Aunque la infancia redunda en la
mayoría de las piezas, Lezama advierte que no es así. “La infancia como tal no
está ahí, sino la energía primordial o la parte inocente de la creación”.
Además, una de sus mayores búsquedas es el acercamiento a la madre de todas las
ficciones, es decir, realizar una pieza creíble, aunque no sea real”, advierte
el creador de un estilo naturalista.
¿Cuál es la crítica en esta obra?
“Estoy de acuerdo con la crítica, pero hay que modular la palabra. En el caso
del arte, la labor crítica es el hecho de existir y el contraponer un mundo a
nuestro mundo. Ésa es la crítica más demoledora que puedes realizar, es decir,
la creación como crítica y no la creación como discurso crítico”.

**Líneas de datos:**
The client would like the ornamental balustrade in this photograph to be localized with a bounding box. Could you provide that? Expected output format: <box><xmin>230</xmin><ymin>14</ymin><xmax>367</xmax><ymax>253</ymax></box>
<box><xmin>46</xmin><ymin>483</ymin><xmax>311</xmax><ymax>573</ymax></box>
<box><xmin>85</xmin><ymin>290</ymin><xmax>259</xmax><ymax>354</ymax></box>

**Problemas y tareas:**
1) Según el fragmento sobre Lezama, ¿por qué considera él que su obra es crítica aunque no sea un discurso crítico? Explícalo en una a tres oraciones.
2) Responde con base en el fragmento sobre Lezama:
(a) ¿Qué dice Lezama que está presente en sus piezas en lugar de la infancia como tal?
(b) ¿En qué consiste una de sus mayores búsquedas?
(c) ¿De qué estilo se le presenta como creador?
3) Prolonga, por favor, el fragmento sobre Lezama a partir de su última oración.

**Respuestas por tarea:**
1) Para Lezama, en el arte la labor crítica consiste en el hecho de existir y en contraponer un mundo a nuestro mundo. Esa es, según él, la crítica más demoledora: la creación como crítica, no la creación como discurso crítico.

2)
(a) La energía primordial o la parte inocente de la creación.
(b) En acercarse a la madre de todas las ficciones, es decir, realizar una pieza creíble aunque no sea real.
(c) De un estilo naturalista.

3)
En este caso –añade– cuando
utilizas la realidad para contraponerla a otra realidad, estás entrando en el
terreno de la construcción. Construir una casa es una crítica a la naturaleza,
construir un coche es una crítica al caballo y un cuadro es una crítica a la
realidad”, abunda.
¿Hay un sentido en los colores y
en el barroco de estas piezas? “Al ser escenarios tras bambalinas, los colores
brillantes representan una etapa primaria o una materia no elaborada. En esta
producción no hay un espacio neutral vacío ni un fondo para lo que está
pasando. En mi obra anterior era distinto, pero aquí no, pues cada centímetro
es importante”.
Por último, refiere cuál es la
mejor ruta de abordaje para su obra: “La mejor ruta es el romanticismo, porque
mi educación sentimental se dio a través del romanticismo y la poesía. Mi
visión del mundo es sensorial y emocional del mundo”.
¿Cabe alguna rebeldía de la
naturaleza en estas piezas? “La naturaleza no es pasiva, pero tampoco hablo de
algo rebelde. Además, lo humano también es naturaleza, y el humano es rebelde”,
concluye.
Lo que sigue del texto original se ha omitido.